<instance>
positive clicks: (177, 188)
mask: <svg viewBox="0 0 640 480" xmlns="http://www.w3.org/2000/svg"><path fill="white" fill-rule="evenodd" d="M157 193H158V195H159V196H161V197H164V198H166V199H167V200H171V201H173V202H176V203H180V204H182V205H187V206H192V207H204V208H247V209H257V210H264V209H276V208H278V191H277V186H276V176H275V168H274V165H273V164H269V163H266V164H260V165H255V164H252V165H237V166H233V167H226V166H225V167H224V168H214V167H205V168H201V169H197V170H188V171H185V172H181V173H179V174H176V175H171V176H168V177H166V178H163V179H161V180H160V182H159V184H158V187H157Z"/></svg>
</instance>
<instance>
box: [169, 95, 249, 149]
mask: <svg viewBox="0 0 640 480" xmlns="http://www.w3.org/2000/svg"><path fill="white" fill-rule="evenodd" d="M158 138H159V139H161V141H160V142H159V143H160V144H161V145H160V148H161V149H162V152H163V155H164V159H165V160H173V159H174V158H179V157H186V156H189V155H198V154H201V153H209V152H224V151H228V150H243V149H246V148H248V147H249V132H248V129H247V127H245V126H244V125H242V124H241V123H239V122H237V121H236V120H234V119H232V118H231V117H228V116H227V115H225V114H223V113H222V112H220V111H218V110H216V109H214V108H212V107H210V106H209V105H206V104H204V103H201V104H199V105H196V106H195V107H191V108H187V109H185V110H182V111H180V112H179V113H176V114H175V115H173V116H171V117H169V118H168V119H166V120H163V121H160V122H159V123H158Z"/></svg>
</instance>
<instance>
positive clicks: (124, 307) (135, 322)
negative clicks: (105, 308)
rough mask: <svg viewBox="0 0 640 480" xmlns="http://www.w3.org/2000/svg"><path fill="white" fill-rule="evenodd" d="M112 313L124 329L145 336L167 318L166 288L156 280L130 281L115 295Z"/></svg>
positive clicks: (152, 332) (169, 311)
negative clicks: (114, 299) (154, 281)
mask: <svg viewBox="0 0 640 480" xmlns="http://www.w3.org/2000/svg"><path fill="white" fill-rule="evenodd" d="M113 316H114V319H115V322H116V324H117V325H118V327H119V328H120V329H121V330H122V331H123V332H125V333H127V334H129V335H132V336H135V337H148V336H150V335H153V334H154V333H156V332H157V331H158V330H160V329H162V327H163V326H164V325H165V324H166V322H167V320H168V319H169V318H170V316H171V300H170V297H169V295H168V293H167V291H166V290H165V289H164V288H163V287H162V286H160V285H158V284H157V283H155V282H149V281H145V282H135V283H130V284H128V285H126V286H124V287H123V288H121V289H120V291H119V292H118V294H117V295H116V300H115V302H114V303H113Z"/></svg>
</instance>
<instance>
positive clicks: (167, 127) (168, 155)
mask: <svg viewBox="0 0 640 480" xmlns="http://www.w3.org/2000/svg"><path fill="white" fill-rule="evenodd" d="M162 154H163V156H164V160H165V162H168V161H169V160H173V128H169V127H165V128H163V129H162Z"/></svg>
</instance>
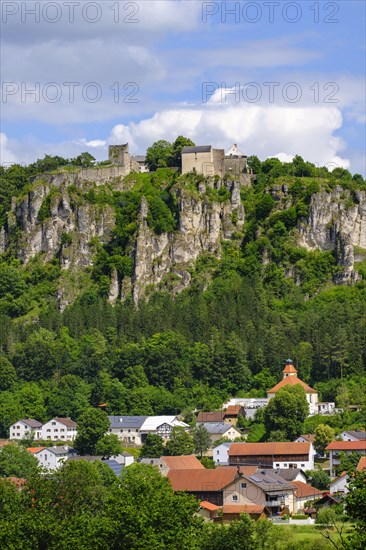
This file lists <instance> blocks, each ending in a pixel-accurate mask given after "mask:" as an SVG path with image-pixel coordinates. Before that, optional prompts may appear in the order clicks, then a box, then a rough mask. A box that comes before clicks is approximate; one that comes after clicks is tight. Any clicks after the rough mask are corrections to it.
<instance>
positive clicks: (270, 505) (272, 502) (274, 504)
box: [264, 499, 285, 508]
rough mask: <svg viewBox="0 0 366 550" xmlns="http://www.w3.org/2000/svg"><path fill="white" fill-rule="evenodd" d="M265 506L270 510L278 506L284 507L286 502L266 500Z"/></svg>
mask: <svg viewBox="0 0 366 550" xmlns="http://www.w3.org/2000/svg"><path fill="white" fill-rule="evenodd" d="M264 505H265V506H268V507H269V508H271V507H274V506H276V507H278V506H284V505H285V501H284V500H283V499H282V500H266V501H265V503H264Z"/></svg>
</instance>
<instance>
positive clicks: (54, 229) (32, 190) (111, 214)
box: [4, 184, 115, 269]
mask: <svg viewBox="0 0 366 550" xmlns="http://www.w3.org/2000/svg"><path fill="white" fill-rule="evenodd" d="M46 200H48V204H47V207H48V206H49V216H47V217H46V219H43V218H42V217H41V209H42V208H43V207H44V205H45V201H46ZM9 217H10V218H12V217H15V220H16V224H17V225H18V227H20V229H21V236H20V240H19V241H18V247H17V250H18V257H19V258H20V259H21V261H22V262H23V263H27V262H28V261H29V260H30V259H31V258H33V257H34V256H35V255H36V254H39V253H43V254H44V259H45V261H47V260H51V259H52V258H54V256H55V254H56V253H57V254H59V255H60V262H61V267H62V268H64V269H69V268H74V269H77V268H84V267H87V266H89V265H91V262H92V246H91V244H92V240H93V238H95V237H97V238H98V239H99V241H100V242H101V243H105V242H107V241H108V239H109V236H110V233H111V231H112V229H113V227H114V224H115V213H114V210H113V208H111V207H109V206H103V208H101V207H100V206H99V205H92V204H88V203H83V204H80V205H77V204H75V203H73V202H72V200H71V199H70V196H69V193H68V191H67V188H65V187H60V188H59V190H58V192H57V194H52V193H51V188H50V187H49V186H48V185H47V184H39V185H36V186H35V188H34V189H33V190H32V191H30V192H29V193H28V195H27V196H26V197H25V198H24V199H23V200H22V201H21V202H20V203H19V205H16V204H14V203H13V206H12V211H11V212H10V216H9ZM8 225H10V224H9V222H8ZM10 235H11V229H10ZM10 235H9V236H10ZM4 241H5V243H4V244H5V246H4V248H5V247H6V242H7V238H6V236H5V239H4Z"/></svg>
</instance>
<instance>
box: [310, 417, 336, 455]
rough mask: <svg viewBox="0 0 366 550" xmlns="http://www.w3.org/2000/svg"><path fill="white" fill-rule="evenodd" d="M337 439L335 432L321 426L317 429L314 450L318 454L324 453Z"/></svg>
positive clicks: (330, 429) (322, 426) (315, 434)
mask: <svg viewBox="0 0 366 550" xmlns="http://www.w3.org/2000/svg"><path fill="white" fill-rule="evenodd" d="M333 439H335V431H334V430H333V428H331V427H330V426H327V425H326V424H319V425H318V426H317V427H316V429H315V434H314V448H315V450H316V452H317V453H322V454H323V453H324V451H325V448H326V447H327V446H328V445H329V443H330V442H331V441H333Z"/></svg>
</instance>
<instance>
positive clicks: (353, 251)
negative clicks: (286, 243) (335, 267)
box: [298, 187, 366, 284]
mask: <svg viewBox="0 0 366 550" xmlns="http://www.w3.org/2000/svg"><path fill="white" fill-rule="evenodd" d="M298 230H299V245H300V246H303V247H305V248H307V249H308V250H334V251H335V253H336V261H337V265H339V266H341V267H343V268H344V269H343V273H341V274H339V275H338V276H337V278H336V282H337V283H340V284H342V283H353V282H355V281H357V280H358V279H359V278H360V276H359V275H358V273H357V272H355V271H354V247H355V246H357V247H360V248H362V249H366V192H365V191H358V192H355V194H354V197H353V198H351V194H350V191H347V190H346V191H345V190H343V189H341V188H340V187H336V188H335V189H334V190H333V191H332V192H331V193H326V192H320V193H317V194H315V195H314V196H313V197H312V200H311V203H310V212H309V218H308V220H307V222H306V223H303V224H301V225H300V227H299V229H298Z"/></svg>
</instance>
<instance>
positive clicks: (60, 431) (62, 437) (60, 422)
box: [42, 418, 77, 441]
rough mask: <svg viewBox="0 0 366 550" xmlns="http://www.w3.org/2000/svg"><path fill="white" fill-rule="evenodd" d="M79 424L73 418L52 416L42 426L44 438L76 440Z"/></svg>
mask: <svg viewBox="0 0 366 550" xmlns="http://www.w3.org/2000/svg"><path fill="white" fill-rule="evenodd" d="M76 435H77V426H76V424H75V422H73V421H72V420H71V419H66V418H65V419H63V418H52V419H51V420H49V421H48V422H46V424H43V426H42V439H45V440H47V439H49V440H50V441H56V440H59V441H74V440H75V438H76Z"/></svg>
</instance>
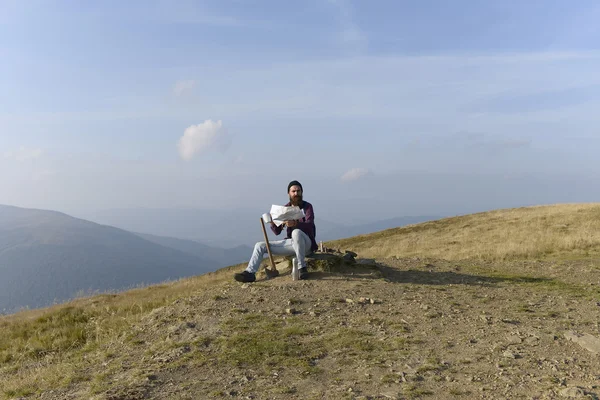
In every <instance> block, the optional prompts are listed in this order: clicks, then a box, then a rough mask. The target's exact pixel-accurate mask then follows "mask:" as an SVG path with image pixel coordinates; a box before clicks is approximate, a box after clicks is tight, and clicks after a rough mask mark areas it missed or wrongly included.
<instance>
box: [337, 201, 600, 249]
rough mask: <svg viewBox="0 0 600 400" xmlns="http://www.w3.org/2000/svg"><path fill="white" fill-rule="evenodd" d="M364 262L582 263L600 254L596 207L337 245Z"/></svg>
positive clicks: (424, 226) (451, 226) (597, 213)
mask: <svg viewBox="0 0 600 400" xmlns="http://www.w3.org/2000/svg"><path fill="white" fill-rule="evenodd" d="M327 245H328V246H332V247H339V248H351V249H353V250H354V251H356V252H359V253H360V254H361V255H363V256H365V257H394V256H395V257H410V256H421V257H422V256H428V257H436V258H444V259H447V260H461V259H487V260H505V259H515V258H540V257H548V256H550V257H582V256H583V257H585V256H589V255H597V254H599V253H600V203H593V204H560V205H551V206H536V207H523V208H515V209H506V210H496V211H490V212H484V213H478V214H470V215H465V216H459V217H453V218H444V219H440V220H437V221H431V222H425V223H421V224H417V225H411V226H407V227H403V228H394V229H388V230H385V231H381V232H377V233H373V234H369V235H361V236H356V237H352V238H349V239H342V240H338V241H332V242H328V243H327Z"/></svg>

Instructions for the task
Return each line of the listing above that contains the string "positive".

Response
positive clicks: (177, 188)
positive clicks: (124, 307) (135, 322)
positive clicks: (152, 332) (169, 311)
positive clicks: (167, 127) (168, 155)
positive clicks: (270, 505) (272, 502) (274, 504)
positive clicks: (54, 229) (32, 190) (111, 214)
positive clicks: (330, 429) (322, 426) (315, 434)
positive clicks: (353, 251)
positive clicks: (60, 431) (62, 437) (60, 422)
positive clicks: (424, 226) (451, 226) (597, 213)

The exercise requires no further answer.